WHAT THIS TASK INVOLVES:
Reproduce every record below exactly as written, leaving out any pictures.

___ LISTED ENTRIES

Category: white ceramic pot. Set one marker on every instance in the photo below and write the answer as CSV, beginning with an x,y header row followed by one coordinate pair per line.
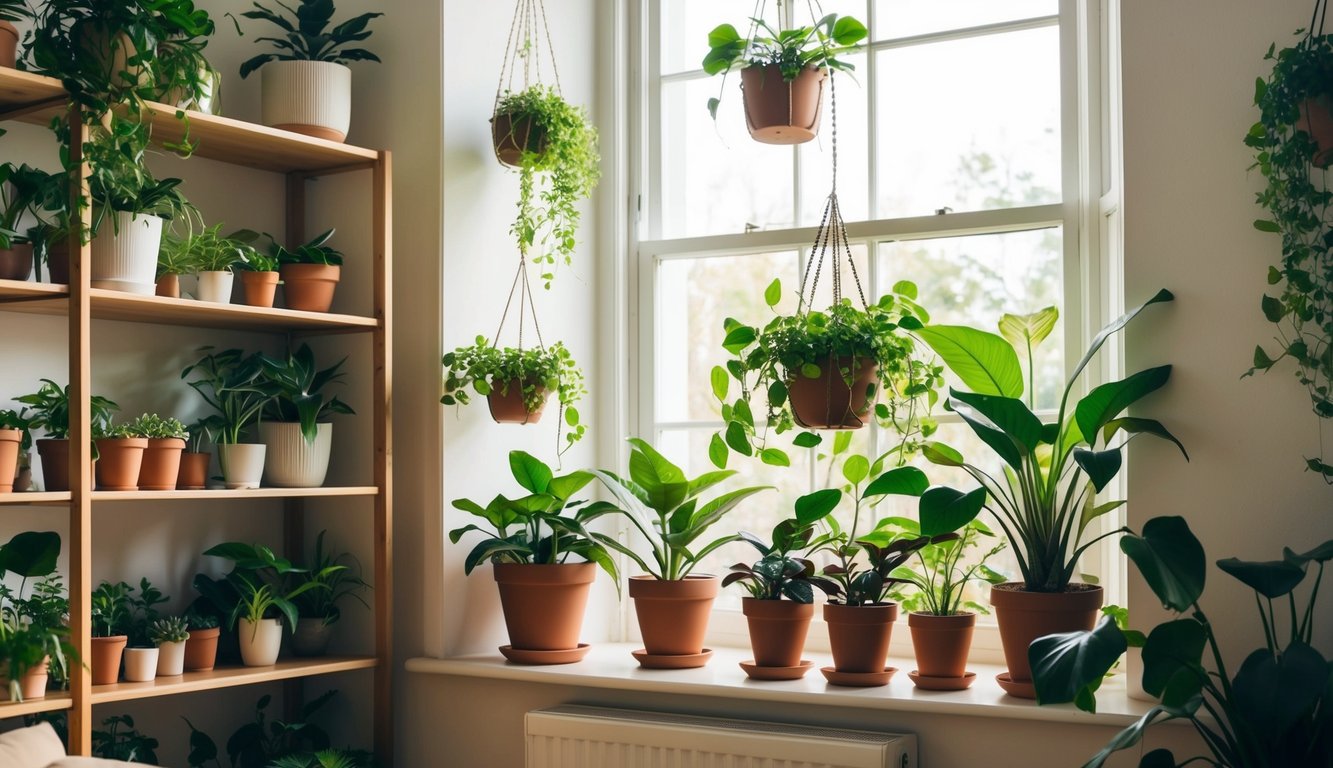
x,y
311,98
124,254
215,287
171,659
243,464
260,642
140,664
289,460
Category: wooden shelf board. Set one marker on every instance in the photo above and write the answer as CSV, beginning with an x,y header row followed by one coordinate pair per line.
x,y
233,495
55,700
228,678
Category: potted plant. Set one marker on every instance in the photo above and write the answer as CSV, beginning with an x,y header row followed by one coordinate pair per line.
x,y
825,371
337,578
307,86
668,510
529,540
781,587
555,148
233,384
516,383
1044,498
169,635
296,432
51,414
783,72
167,438
1273,711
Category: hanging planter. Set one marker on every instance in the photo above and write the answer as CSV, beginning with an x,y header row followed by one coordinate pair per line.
x,y
783,72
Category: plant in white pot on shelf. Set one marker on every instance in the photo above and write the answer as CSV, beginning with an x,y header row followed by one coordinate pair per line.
x,y
232,382
295,428
307,86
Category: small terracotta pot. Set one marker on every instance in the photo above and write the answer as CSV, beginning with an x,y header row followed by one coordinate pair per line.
x,y
15,263
859,635
827,402
777,630
673,615
1024,616
161,464
259,288
201,650
511,138
193,471
119,460
781,112
544,604
105,659
508,407
309,287
941,643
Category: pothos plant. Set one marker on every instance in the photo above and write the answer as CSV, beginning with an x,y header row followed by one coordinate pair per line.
x,y
559,167
1297,203
767,360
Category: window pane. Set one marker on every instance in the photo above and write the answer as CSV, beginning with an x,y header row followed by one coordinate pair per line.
x,y
975,280
693,298
717,179
908,18
969,124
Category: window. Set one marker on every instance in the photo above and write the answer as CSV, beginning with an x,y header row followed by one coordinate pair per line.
x,y
961,152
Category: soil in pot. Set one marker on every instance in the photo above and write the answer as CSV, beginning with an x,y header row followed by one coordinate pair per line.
x,y
827,402
781,112
1024,616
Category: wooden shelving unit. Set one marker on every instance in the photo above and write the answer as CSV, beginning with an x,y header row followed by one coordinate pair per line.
x,y
37,100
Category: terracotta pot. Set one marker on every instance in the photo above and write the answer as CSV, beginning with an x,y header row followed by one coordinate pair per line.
x,y
1024,616
781,112
859,635
309,287
15,263
508,407
193,471
105,659
827,402
511,138
777,630
9,440
1317,120
673,615
544,604
201,650
161,464
259,288
941,643
119,460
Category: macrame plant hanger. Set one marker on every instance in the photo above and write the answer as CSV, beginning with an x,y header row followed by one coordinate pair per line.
x,y
523,52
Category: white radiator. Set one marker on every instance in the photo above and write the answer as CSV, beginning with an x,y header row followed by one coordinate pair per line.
x,y
573,736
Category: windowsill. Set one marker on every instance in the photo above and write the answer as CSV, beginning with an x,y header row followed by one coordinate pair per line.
x,y
611,667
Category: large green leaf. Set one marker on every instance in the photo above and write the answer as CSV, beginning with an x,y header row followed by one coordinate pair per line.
x,y
984,362
1171,559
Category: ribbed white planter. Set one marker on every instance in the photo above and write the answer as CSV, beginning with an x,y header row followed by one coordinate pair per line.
x,y
291,462
243,464
311,98
260,642
124,254
215,287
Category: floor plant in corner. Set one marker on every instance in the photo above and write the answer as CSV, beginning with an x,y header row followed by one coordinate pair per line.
x,y
529,540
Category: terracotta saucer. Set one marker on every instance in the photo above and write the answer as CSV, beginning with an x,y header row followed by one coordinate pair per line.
x,y
857,679
756,672
932,683
672,660
568,656
1020,690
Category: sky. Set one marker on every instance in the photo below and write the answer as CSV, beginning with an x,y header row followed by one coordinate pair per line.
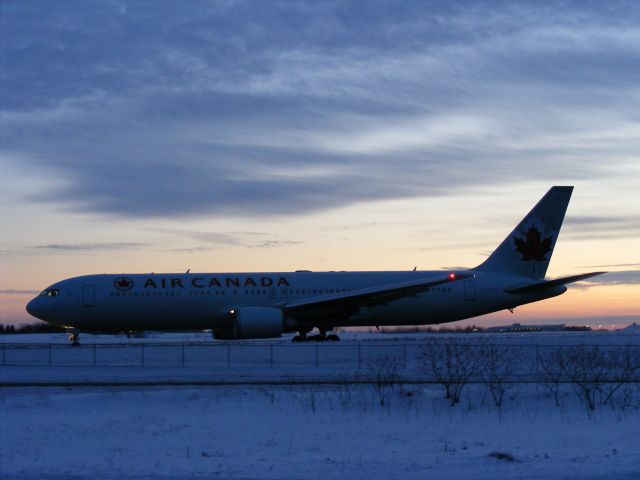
x,y
273,136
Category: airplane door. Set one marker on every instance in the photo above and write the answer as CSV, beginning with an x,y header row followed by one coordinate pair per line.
x,y
469,290
88,296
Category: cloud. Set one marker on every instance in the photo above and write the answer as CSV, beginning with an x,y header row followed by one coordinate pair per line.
x,y
627,277
259,109
602,227
19,292
88,247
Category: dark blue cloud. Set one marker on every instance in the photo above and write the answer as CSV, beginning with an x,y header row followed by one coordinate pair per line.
x,y
251,108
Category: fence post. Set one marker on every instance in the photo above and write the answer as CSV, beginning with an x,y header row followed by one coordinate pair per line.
x,y
404,355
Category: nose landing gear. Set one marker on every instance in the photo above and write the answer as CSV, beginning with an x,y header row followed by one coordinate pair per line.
x,y
74,337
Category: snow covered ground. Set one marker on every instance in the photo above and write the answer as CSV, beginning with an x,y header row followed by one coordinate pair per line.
x,y
301,431
311,432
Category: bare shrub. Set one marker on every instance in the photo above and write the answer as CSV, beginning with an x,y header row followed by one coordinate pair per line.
x,y
385,370
497,365
452,365
588,372
624,366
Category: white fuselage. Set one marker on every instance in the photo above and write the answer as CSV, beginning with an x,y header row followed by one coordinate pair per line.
x,y
195,301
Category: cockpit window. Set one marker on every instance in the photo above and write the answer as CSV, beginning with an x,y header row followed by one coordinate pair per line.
x,y
50,292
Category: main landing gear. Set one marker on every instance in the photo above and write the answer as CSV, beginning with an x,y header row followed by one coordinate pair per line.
x,y
320,337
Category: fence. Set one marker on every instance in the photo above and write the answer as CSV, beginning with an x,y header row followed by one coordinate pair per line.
x,y
519,362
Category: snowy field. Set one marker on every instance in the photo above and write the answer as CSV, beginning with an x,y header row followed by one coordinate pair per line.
x,y
188,358
382,430
311,432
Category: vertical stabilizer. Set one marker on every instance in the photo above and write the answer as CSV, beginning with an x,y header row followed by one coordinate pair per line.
x,y
527,250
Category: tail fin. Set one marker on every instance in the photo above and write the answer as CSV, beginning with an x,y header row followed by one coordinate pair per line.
x,y
527,250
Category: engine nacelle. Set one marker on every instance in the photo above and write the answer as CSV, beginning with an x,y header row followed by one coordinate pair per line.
x,y
257,322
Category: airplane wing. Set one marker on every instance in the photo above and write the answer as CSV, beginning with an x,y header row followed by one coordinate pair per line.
x,y
552,283
348,303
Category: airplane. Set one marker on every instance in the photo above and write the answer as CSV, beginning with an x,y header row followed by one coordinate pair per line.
x,y
268,304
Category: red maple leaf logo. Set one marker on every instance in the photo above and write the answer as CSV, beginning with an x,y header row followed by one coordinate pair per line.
x,y
533,247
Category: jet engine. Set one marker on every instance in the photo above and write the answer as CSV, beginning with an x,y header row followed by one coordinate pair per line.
x,y
254,322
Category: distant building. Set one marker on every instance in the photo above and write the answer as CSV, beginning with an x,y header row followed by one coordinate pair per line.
x,y
633,329
518,327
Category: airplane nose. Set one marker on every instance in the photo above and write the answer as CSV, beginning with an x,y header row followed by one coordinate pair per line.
x,y
34,308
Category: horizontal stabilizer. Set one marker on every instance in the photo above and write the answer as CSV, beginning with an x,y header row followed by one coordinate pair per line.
x,y
552,283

______

REPLY TO THE EXERCISE:
Category: white ceramic pot. Set one marker on every instance in the photo below and write the answer as CSV, beginning with an x,y header row followed by one coordinate pair per line.
x,y
311,98
124,254
215,287
171,659
243,464
260,642
140,664
289,460
Category: wooden shelf board. Set one marker on every instance in the photo above and write the answer as CSV, beginning with an x,y header row followed by one coordinate pair per line.
x,y
233,495
55,700
228,678
Category: potted plant. Set one marker on every instance in the photo above and write the answer as CSV, beginning with an x,y header row followed by one coordinate pair per line.
x,y
825,371
337,578
307,86
668,510
529,540
781,587
555,148
233,384
516,383
1044,498
169,635
296,432
51,414
783,72
167,438
1273,711
Category: hanging planter. Set one marker on every instance in the photo above and write the answer as CSV, beginning with an x,y header row followed by one coordinate pair per line.
x,y
783,72
Category: plant in white pot on shelf. Set one marker on every instance in the photo above and write the answer as CSV, beginning with an x,y header row followed by one coordinate pair per line.
x,y
232,382
295,428
307,86
Category: small terracotta pot. Set one marker on every instance in the photo above and write the answer as CSV, beginning with an x,y header row followed by one coordinate pair per line.
x,y
15,263
859,635
827,402
777,630
673,615
1024,616
161,464
259,288
201,650
511,138
193,471
119,460
781,112
544,604
105,659
508,407
309,287
941,643
Category: pothos plant. Set one marker on every instance in the photo above and write the answer as CSV, beginning with an x,y header row followed by one coordinate pair per line.
x,y
559,167
1297,203
767,360
Category: window pane. Set one marker on every instance in the photo above and write the answer as CSV, beginning with an x,y header row followed by one coordinate pair per line.
x,y
975,280
693,298
717,179
908,18
969,124
Category: window. Set one marker on every instance in the photo above and write the answer as CSV, beginning with an x,y header row followed by one coordinate pair per line.
x,y
961,152
Category: soil in pot. Set one marker on every instance in the photo above and write the answer as CSV, beginning with an x,y header row followed by one coordinate pair per line.
x,y
827,402
781,112
1024,616
Category: wooden shelving unit. Set one marker on every instance in the photo above and write the answer as CSV, beginning with an x,y header row followed by one coordinate pair per line.
x,y
37,100
Category: terracotta pot. Set one marker on every instance in the photo above and write the answer as CSV, beginning with an x,y header row followed by one coordinate pair per line.
x,y
1024,616
781,112
859,635
309,287
15,263
508,407
193,471
105,659
827,402
511,138
777,630
9,440
1317,120
673,615
544,604
201,650
161,464
259,288
941,643
119,460
Category: macrame plant hanger. Set one marker on every instance in the photo above and write the answer as CSV, beginning with an x,y header row followed by one coordinate pair per line.
x,y
523,52
Category: white radiator. Set one marker on every instance in the photo above and write the answer as CSV, beginning with an x,y header row followed by one coordinate pair per line.
x,y
573,736
Category: windowsill. Set one marker on every instance in the photo above and write the answer as CSV, beginning with an x,y header row followed by one coordinate pair per line.
x,y
611,667
Category: large green leaf. Set one marker on every instance in the photo above and write the answer as CSV, beginning with an x,y header row followed by one coordinate pair per line.
x,y
984,362
1171,559
Category: ribbed white planter. Set one marker on every instance in the photo above and write the answer as CSV, beginning with an x,y header row followed by one coordinate pair per line.
x,y
291,462
243,464
311,98
260,642
124,254
215,287
Category: floor plant in corner. Set one marker on every instance in the photo above and write the answer as CSV, beginning with an x,y header row followed by one coordinate pair per line.
x,y
529,540
Category: terracotta saucer. Set one marker on every instance in the photo above and write the answer as CSV, beginning with an x,y header row followed by one coordinate pair per line.
x,y
857,679
756,672
932,683
672,660
568,656
1020,690
Category: sky. Set one marker on every instance in the photo below and write the answer as CSV, beginning with an x,y header row followed by one coordinate pair per line.
x,y
273,136
Category: airplane door. Set one marker on every instance in the photo above and write the answer as CSV, beginning with an x,y header row followed by one coordinate pair per line.
x,y
469,290
88,296
Category: cloud. Set one marker on every instance in the photo above and write the answer as CSV, beginning with an x,y header row followed by one coordinate pair per line.
x,y
627,277
259,109
602,227
19,292
88,247
Category: dark blue cloud. Set one marker on every instance in the photo above and write the answer as CSV, beginning with an x,y header row followed by one coordinate pair per line.
x,y
251,108
Category: fence post. Set one marker on every instance in the photo above and write the answer as CSV, beginning with an x,y header row followed by one coordinate pair per line.
x,y
404,355
Category: nose landing gear. Set one marker on every instance in the photo above and write the answer as CSV, beginning with an x,y header row followed by one coordinate pair per line.
x,y
74,337
Category: snow covered ground. Set one marker on every instance in the photo above and write the answer as CSV, beginning with an x,y header row followed by one coordinate pair per line.
x,y
301,431
311,432
Category: bare shrub. Set one marker on every instance in the photo above and write the answer as CSV, beginning with an x,y header row followed by one coordinate pair per line.
x,y
385,370
497,365
452,365
588,372
624,366
Category: white fuselage. Set one marker on every instance in the photo above and write the answer as CSV, beginning with an x,y header row followed by one coordinate pair per line.
x,y
195,301
Category: cockpit window. Set one marker on every instance in the photo above and write the answer as CSV, beginning with an x,y header row followed by one coordinate pair per line.
x,y
50,292
Category: main landing gear. Set one marker on every instance in the photo above and write the answer as CSV, beginning with an x,y header row followed by one coordinate pair per line.
x,y
320,337
Category: fence. Set one marker on every instance in the photo above and write the answer as CSV, beginning with an x,y header row followed by one coordinate pair per line.
x,y
519,362
Category: snowy field. Set one marker on every instance in the photo above and write the answer as CSV, beginning with an x,y header row followed by one coordinate pair per line.
x,y
188,358
382,430
311,432
Category: vertical stabilizer. Set one marker on every instance in the photo above and write the answer as CSV, beginning with an x,y header row followed by one coordinate pair per line.
x,y
527,250
Category: tail fin. Set one marker on every instance in the photo above and write the answer as CSV, beginning with an x,y header row followed by one coordinate pair per line.
x,y
527,250
Category: engine nacelle. Set one marker on every instance in the photo above and write the answer as CSV, beginning with an x,y header row followed by one coordinate pair per line.
x,y
257,322
Category: airplane wing. Set one marker on every instance in the photo above and write the answer as CSV, beginning with an x,y header row followed by one coordinate pair per line.
x,y
552,283
348,303
Category: airplane. Set one marker on every instance in the photo above and write the answer as CSV, beginning with an x,y header row followed by one coordinate pair per line.
x,y
268,304
Category: red maple leaf logo. Set one marker on every instance in the photo above and write the answer as CSV, beginning with an x,y header row followed by one coordinate pair per line.
x,y
533,247
Category: jet engine. Set one marker on every instance in the photo above and write the answer as CSV, beginning with an x,y header row followed by one coordinate pair per line.
x,y
254,322
Category: distant building. Set one marker on every instance in the photo above and write the answer as CSV, beginning with an x,y header row followed by one coordinate pair per line.
x,y
633,329
518,327
Category: airplane nose. Set one marker on every instance in the photo above and write the answer as CSV, beginning with an x,y header row followed by one coordinate pair per line.
x,y
34,308
Category: horizontal stabilizer. Set one marker on every instance in the photo above and write the answer as CSV, beginning with an x,y header row followed by one coordinate pair per line.
x,y
552,283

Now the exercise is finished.